## DIRECTIONS FOR THIS TASK
In the entries below, find the lines with the word "image" and copy them.

DATASET RECORDS below:

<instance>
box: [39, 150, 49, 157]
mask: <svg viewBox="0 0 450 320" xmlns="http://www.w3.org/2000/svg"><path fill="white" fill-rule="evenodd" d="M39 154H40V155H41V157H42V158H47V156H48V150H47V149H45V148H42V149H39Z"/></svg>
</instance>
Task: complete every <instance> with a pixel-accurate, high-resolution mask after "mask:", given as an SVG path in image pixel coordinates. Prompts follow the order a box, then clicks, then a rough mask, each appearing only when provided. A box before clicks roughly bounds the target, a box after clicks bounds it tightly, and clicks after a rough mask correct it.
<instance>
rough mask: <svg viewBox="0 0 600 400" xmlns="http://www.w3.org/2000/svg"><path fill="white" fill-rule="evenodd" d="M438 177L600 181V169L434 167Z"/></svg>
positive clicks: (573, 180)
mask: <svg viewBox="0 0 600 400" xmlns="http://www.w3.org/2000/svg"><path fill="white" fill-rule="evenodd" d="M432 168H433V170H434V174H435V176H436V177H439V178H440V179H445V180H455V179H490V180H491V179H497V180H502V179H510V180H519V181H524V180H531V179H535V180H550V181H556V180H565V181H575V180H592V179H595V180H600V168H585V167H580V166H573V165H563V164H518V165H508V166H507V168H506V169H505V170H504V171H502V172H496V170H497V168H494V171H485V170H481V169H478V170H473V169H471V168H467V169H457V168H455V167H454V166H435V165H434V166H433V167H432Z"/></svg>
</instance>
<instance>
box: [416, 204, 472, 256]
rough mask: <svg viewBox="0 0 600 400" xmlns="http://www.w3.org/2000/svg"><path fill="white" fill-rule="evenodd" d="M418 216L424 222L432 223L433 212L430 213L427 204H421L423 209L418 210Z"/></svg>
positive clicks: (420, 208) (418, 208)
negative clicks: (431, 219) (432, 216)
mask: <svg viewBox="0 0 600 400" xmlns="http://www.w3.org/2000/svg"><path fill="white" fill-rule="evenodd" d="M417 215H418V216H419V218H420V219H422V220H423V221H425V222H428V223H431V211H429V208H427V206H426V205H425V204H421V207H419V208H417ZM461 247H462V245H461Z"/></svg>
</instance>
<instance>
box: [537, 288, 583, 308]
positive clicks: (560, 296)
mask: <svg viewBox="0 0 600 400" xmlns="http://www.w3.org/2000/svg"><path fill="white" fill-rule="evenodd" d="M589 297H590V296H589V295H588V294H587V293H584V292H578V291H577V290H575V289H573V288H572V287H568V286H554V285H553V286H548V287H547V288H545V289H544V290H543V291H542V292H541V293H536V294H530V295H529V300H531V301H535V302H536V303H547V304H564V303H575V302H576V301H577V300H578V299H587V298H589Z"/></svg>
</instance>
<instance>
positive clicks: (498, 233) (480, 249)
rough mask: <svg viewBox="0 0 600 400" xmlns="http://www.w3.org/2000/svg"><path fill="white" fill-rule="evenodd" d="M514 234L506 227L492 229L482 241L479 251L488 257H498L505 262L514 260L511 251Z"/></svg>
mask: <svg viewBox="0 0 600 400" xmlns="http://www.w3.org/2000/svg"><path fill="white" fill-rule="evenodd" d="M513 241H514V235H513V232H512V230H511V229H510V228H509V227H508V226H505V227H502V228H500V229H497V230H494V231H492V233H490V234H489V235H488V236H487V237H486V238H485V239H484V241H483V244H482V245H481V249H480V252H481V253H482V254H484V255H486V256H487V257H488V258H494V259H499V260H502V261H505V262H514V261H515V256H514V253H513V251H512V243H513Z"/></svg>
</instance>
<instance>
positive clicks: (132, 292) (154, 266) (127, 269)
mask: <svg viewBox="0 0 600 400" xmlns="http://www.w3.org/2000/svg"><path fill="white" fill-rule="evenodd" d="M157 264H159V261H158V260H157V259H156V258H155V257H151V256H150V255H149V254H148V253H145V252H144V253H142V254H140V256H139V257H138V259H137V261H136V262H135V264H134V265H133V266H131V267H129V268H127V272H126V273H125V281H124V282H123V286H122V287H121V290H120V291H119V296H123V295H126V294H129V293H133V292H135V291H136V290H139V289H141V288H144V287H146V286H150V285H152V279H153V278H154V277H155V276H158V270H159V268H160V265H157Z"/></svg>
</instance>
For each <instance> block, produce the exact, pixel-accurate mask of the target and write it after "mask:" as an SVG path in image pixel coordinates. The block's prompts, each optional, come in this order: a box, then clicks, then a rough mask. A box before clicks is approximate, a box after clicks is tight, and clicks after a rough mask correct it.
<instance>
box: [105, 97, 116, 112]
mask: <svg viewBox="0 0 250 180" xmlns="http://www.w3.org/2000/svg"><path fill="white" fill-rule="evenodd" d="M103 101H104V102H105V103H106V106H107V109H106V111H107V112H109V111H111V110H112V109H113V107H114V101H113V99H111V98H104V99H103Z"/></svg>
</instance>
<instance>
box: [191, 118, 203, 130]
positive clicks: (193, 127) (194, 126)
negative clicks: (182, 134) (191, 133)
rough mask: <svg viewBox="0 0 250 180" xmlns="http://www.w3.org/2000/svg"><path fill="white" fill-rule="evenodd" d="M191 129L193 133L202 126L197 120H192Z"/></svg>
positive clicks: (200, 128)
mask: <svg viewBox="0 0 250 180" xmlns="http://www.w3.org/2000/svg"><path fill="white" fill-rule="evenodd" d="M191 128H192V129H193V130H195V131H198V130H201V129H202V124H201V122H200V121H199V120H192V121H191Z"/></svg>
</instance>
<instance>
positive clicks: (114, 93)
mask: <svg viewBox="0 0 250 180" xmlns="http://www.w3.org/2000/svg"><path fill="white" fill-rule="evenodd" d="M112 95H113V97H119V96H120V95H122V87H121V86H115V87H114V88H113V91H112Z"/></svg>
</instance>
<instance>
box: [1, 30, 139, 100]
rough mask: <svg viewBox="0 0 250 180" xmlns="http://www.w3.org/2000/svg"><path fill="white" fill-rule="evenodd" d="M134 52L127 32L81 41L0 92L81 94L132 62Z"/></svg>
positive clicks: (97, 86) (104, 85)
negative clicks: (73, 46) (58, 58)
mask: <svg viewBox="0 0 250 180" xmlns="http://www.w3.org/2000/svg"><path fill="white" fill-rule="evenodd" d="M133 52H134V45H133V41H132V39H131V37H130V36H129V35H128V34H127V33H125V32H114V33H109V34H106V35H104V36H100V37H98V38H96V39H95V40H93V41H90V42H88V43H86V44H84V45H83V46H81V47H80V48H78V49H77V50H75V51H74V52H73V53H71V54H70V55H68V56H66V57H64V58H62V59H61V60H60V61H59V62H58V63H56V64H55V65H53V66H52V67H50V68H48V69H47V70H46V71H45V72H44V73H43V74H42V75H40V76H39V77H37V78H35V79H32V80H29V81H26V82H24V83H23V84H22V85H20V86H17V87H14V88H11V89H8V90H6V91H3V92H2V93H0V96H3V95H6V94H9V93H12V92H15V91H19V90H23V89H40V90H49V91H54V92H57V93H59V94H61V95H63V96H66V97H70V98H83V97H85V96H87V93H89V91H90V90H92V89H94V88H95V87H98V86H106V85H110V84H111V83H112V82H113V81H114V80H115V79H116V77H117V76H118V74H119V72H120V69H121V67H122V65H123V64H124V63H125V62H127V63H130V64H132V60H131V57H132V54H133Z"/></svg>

End of DATASET RECORDS.

## RESPONSE AREA
Task: complete every <instance> with a pixel-accurate, high-resolution mask after "mask:", given as an SVG path in image pixel coordinates. Prompts follow the order a box, then clicks, then a rough mask, each appearing only when provided. A box before clicks roughly bounds the target, a box after clicks bounds it tightly, and clicks after a rough mask correct it.
For each <instance> block, produce the exact, pixel-accurate mask of the target and write it after "mask:" as an SVG path in image pixel coordinates. The block's prompts, each optional, come in this order: a box, then clicks, then a rough mask. A box before clicks is approximate, a box after clicks is tight, and clicks after a rough mask correct it.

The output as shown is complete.